SELECTED TEXT:
Getting fixed in Bangalore (Bengaluru), India

KALIM REPAIRS JEWELLERY in Jewellers Street in the Commercial Street district of Bangalore (Bengaluru). He sits on the pavement on the shaded east side of the street in the morning and in the afternoon,  he moves to the west side to keep out of the sun. He can mend almost every kind of jewellery. When restringing necklaces, he uses both his hands and his feet, to keep the thread taut.

 

Kalim at work

Kalim is one of many people we visit in the Commercial Street area to get repairs done. These craftsmen include tailors, a bag repairer, dyers, darners, watch repairers, locksmiths, and jewellers. We have known all of them for years.

 

The great thing about these skilled workers is that they will skilfully repair almost anything. On the UK,  people like this are few and far between.

 

You can read about these wonderful people in and around Commercial Street in my book “88 DAYS IN INDIA: A JOURNEY OF MEMORY AND DISCOVERY”.

PROVIDED INFORMATION:

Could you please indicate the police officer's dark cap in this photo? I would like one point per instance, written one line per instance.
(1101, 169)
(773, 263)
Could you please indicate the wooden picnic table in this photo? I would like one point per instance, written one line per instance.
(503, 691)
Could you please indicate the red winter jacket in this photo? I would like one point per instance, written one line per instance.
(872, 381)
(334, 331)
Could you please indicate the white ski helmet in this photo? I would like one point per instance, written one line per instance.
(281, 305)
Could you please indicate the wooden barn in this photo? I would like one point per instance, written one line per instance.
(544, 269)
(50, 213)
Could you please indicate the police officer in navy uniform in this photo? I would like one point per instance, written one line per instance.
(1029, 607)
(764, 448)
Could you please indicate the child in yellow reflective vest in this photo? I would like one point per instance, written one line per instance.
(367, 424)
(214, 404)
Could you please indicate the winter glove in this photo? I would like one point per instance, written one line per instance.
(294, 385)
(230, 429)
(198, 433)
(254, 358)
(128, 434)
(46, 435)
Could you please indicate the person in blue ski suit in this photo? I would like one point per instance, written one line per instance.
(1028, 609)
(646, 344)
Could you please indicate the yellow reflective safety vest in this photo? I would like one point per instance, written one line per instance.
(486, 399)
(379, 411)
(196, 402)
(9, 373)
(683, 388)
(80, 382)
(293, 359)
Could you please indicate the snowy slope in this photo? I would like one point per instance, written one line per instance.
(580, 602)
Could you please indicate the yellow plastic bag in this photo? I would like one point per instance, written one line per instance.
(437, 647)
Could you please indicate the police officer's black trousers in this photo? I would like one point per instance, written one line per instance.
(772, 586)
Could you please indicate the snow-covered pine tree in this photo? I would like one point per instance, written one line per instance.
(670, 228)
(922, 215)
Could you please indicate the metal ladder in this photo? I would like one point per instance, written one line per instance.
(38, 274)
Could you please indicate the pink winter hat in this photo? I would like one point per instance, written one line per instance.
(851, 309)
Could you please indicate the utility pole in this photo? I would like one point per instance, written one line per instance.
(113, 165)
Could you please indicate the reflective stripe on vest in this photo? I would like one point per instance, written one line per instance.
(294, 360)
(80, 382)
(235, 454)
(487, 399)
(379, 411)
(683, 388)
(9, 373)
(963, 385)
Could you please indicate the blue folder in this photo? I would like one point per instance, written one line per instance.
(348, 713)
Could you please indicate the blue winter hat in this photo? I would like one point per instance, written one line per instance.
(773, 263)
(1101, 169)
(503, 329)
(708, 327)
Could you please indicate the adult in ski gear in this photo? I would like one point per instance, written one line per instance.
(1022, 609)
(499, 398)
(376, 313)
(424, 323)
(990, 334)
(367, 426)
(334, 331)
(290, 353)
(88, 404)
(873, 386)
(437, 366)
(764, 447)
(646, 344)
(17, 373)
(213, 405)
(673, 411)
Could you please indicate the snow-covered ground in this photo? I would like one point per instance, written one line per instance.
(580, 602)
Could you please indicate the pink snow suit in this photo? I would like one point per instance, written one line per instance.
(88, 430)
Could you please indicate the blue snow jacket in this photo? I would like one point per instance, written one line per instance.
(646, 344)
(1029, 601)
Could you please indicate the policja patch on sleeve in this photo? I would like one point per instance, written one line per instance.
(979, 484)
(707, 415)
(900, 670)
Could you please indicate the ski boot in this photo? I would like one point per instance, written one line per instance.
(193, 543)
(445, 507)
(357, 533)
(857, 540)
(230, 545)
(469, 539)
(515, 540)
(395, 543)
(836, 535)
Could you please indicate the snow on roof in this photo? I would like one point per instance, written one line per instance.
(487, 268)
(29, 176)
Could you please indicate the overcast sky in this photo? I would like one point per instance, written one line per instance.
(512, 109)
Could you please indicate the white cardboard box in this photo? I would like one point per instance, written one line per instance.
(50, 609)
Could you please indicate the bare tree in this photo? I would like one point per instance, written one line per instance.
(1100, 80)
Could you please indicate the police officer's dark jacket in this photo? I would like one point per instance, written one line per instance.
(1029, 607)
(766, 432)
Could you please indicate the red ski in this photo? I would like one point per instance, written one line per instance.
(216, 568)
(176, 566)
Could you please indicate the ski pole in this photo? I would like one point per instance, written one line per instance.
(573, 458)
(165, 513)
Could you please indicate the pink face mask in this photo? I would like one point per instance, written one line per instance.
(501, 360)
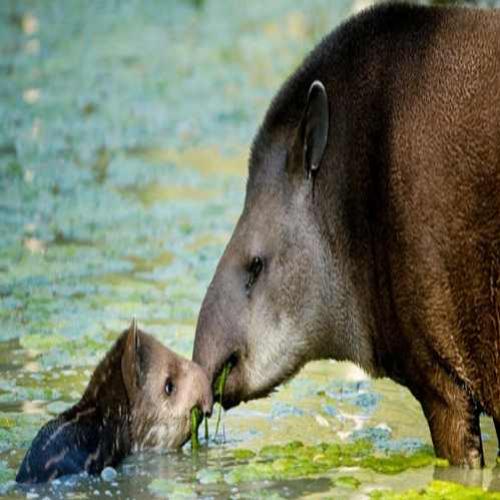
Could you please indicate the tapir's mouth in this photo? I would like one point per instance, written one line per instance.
(227, 395)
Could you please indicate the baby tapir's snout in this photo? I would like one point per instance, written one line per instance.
(140, 396)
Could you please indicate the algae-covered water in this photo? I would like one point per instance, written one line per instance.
(124, 132)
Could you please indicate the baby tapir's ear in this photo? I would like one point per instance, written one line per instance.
(133, 365)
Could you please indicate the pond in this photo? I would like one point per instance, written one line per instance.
(124, 132)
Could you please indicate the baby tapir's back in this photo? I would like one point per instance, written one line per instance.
(70, 444)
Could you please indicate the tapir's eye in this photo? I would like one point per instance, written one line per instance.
(169, 386)
(254, 270)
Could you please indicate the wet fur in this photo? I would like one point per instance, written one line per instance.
(407, 206)
(123, 410)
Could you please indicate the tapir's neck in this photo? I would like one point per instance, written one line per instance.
(98, 425)
(91, 435)
(106, 410)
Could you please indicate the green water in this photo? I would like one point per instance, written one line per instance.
(124, 132)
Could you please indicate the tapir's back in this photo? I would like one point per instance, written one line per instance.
(414, 97)
(441, 189)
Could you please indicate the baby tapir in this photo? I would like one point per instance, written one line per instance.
(140, 396)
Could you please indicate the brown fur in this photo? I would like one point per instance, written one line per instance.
(393, 261)
(124, 409)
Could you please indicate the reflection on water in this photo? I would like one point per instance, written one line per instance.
(124, 133)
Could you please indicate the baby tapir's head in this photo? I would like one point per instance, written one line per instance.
(140, 396)
(162, 388)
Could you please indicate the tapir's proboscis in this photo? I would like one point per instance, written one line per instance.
(371, 225)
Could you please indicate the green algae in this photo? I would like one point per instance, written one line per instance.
(296, 460)
(243, 454)
(347, 482)
(166, 488)
(438, 490)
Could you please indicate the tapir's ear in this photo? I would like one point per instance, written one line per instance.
(132, 366)
(315, 127)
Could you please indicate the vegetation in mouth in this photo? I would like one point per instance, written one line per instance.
(220, 384)
(196, 418)
(197, 415)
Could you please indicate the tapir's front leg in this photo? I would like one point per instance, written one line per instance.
(454, 423)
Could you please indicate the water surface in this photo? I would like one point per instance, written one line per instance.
(124, 133)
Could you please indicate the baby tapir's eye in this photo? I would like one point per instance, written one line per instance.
(169, 386)
(254, 269)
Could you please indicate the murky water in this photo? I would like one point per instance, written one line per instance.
(124, 131)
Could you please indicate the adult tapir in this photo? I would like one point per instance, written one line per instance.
(371, 225)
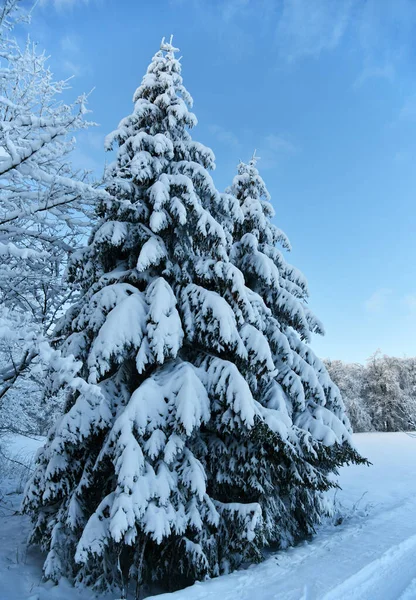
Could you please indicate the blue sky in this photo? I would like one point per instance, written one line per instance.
(326, 92)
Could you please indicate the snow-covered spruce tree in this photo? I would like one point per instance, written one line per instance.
(122, 488)
(176, 453)
(45, 205)
(320, 429)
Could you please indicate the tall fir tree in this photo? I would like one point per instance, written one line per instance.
(177, 453)
(314, 406)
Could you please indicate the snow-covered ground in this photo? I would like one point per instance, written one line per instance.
(369, 555)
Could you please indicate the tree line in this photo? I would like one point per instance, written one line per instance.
(380, 395)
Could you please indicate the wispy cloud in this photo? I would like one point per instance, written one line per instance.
(378, 301)
(273, 147)
(375, 72)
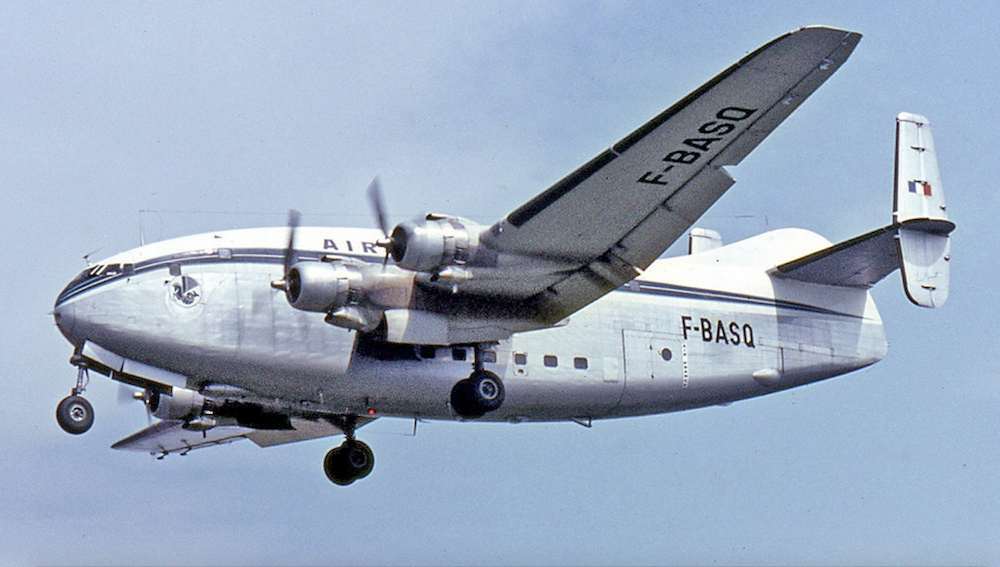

EXERCISE DESCRIPTION: Copy out word for word the part of the text on repair craftsmen in Bangalore, starting with "Getting fixed in" and going on through "them for years.".

SOLUTION FOR THIS TASK:
Getting fixed in Bangalore (Bengaluru), India

KALIM REPAIRS JEWELLERY in Jewellers Street in the Commercial Street district of Bangalore (Bengaluru). He sits on the pavement on the shaded east side of the street in the morning and in the afternoon,  he moves to the west side to keep out of the sun. He can mend almost every kind of jewellery. When restringing necklaces, he uses both his hands and his feet, to keep the thread taut.

 

Kalim at work

Kalim is one of many people we visit in the Commercial Street area to get repairs done. These craftsmen include tailors, a bag repairer, dyers, darners, watch repairers, locksmiths, and jewellers. We have known all of them for years.